== PROBLEM ==
Swap every "instance" for "occurrence" and give the lines of the data again, leaving everything else unchanged. Leave the pictures out of your answer.

--- START OF SOURCE MATERIAL ---

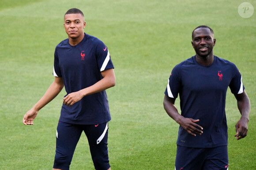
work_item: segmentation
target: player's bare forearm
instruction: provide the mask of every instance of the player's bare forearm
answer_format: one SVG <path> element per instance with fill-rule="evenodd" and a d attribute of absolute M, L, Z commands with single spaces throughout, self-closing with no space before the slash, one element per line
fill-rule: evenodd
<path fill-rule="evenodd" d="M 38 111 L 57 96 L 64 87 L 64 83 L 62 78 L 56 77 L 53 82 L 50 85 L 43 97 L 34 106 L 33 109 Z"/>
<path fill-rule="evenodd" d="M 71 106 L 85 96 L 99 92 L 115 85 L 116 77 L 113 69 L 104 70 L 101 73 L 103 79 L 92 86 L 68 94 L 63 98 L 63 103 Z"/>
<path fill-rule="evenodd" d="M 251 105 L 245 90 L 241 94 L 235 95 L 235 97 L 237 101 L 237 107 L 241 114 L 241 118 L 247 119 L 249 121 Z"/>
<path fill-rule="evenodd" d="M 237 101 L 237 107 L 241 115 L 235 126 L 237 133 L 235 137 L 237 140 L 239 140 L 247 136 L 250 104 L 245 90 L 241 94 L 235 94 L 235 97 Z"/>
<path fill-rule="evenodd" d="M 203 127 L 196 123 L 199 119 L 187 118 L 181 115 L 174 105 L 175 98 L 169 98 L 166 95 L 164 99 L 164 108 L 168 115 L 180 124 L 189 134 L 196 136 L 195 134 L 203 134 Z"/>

--- END OF SOURCE MATERIAL ---

== FINISHED ANSWER ==
work_item: segmentation
target: player's bare forearm
instruction: provide the mask of every occurrence of the player's bare forearm
answer_format: one SVG <path> element per occurrence with fill-rule="evenodd" and a d attribute of absolute M, L, Z commands with single spaces throughout, self-closing with no space before the slash, one element per line
fill-rule: evenodd
<path fill-rule="evenodd" d="M 38 111 L 57 96 L 64 87 L 64 83 L 62 78 L 56 77 L 53 82 L 50 85 L 43 97 L 34 106 L 33 109 Z"/>
<path fill-rule="evenodd" d="M 71 106 L 85 96 L 99 92 L 115 85 L 116 77 L 113 69 L 104 70 L 101 73 L 103 79 L 92 86 L 68 94 L 63 98 L 63 103 Z"/>
<path fill-rule="evenodd" d="M 251 105 L 245 90 L 241 94 L 235 95 L 235 97 L 237 101 L 237 107 L 241 114 L 241 118 L 247 119 L 249 121 Z"/>
<path fill-rule="evenodd" d="M 237 101 L 237 107 L 241 115 L 235 126 L 237 133 L 235 137 L 237 140 L 239 140 L 247 136 L 250 104 L 245 90 L 241 94 L 235 94 L 235 97 Z"/>
<path fill-rule="evenodd" d="M 203 127 L 196 123 L 199 119 L 187 118 L 181 115 L 174 105 L 175 98 L 169 98 L 166 95 L 164 99 L 164 108 L 168 115 L 180 124 L 189 134 L 196 136 L 195 134 L 203 134 Z"/>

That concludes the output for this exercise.